• _Reading passage_:
====

Jerome Simpson was minding his own business Wednesday, headed from his locker to the cafeteria at Winter Park, when a wave of reporters walled around him before he could slip free. Simpson has been suspended for the Vikings' first two games, a league-issued punishment stemming from his March acquittal on drug charges.
And the charismatic receiver with the track-star speed will be stuck at home again Sunday when the Vikings host San Francisco.
"Shoot, man, it gets frustrating," Simpson said. "I get so riled up watching these games. I want to help so bad. And I know I can help."
Suddenly Simpson's absence from the passing attack seems as debilitating as ever. And his return for Week 4, now only five days away, has the masses intrigued.
Might he be the shot of prune juice the Vikings need to loosen up their passing attack?
"It's kind of hard to say," Simpson said with a shrug. "But I hope that I can bring a presence here that can be a big help."
Without question, the Vikings believe Simpson has the quickness and athleticism to provide the offense with the vertical threat it so badly needs. Yet, again in Week 3, they will be without him. And after struggling to get anything done down the field last weekend in Indianapolis, things certainly won't get easier when the 49ers' miserly defense visits Sunday.

====

• _Record extracts_:
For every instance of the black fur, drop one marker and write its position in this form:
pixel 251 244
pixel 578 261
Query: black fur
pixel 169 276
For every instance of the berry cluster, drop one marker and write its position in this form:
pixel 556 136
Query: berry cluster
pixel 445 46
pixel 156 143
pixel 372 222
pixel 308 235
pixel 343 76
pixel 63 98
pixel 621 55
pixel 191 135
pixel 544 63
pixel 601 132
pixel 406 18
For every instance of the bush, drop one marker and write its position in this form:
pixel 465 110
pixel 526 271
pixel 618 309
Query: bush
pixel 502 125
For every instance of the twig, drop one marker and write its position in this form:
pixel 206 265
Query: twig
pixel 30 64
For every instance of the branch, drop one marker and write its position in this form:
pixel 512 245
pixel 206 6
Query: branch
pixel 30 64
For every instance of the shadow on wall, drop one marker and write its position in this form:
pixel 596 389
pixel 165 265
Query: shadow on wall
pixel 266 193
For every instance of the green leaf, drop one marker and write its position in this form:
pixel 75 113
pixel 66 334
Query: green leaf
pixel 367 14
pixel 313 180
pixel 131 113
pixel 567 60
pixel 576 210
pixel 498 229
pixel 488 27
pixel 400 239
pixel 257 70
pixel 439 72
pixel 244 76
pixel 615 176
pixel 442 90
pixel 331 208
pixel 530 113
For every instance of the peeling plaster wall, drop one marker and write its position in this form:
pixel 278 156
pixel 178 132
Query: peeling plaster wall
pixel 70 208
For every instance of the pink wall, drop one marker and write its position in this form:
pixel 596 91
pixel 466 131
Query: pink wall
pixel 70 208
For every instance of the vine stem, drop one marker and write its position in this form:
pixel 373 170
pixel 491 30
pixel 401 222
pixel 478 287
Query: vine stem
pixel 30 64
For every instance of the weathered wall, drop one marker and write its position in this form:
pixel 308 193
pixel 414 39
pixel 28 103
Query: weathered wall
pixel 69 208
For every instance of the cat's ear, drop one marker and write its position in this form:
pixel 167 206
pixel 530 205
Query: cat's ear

====

• _Required actions_:
1) What led to Jerome Simpson's suspension, according to the article about him?
2) Please continue the article about Jerome Simpson from where it stops.

• _Answers by item_:
1) His March acquittal on drug charges.

2)
Consider this data:
• In Week 1, Chicago torched Indianapolis seven times for completions of 20 yards or longer, with Jay Cutler taking shot after shot after shot at attacking an ordinary Colts secondary.
• In Week 2, the Vikings completed only one ball thrown more than 15 yards down the field against Indianapolis. That came with 4 seconds left with virtually no one covering Devin Aromashodu on his game-ending 19-yard catch.
• And the 49ers? Well, for the first three quarters Sunday at home, they stopped Lions quarterback Matthew Stafford from completing a single pass of more than 12 yards. Heading into the fourth quarter of that 27-19 San Francisco victory, Stafford was 11-for-20 for only 89 yards.
So just how much hope do the Vikings really have this week, with Simpson still out and quarterback Christian Ponder still being asked to be careful with his throws? Oh, and wouldn't now be a good time to mention that excessive risk-taking isn't always wise against a 49ers defense that tied Green Bay with an NFL-best 38 takeaways last season?
The Vikings called 44 passing plays against Indianapolis. Ponder was sacked four times, scrambled for short gains on three other occasions and had two passing attempts negated by penalties. The second-year quarterback finished a steady 27-for-35 for 245 yards and two touchdowns without an interception.
Most of his passes were of the high-percentage variety -- Ponder's .758 completion percentage through two games leads the NFL.
"It's a big deal," Vikings coach Leslie Frazier said. "The hard work that he put in during the offseason, honing in on where the ball should go and what spot the ball should be placed at, it's paying off."
But might the Vikings be better off taking a few more chances? Ponder's two longest completions in Indianapolis were a pair of 20-yarders. One was a quick-hitter to Percy Harvin. The other was a dump to Adrian Peterson near the line of scrimmage.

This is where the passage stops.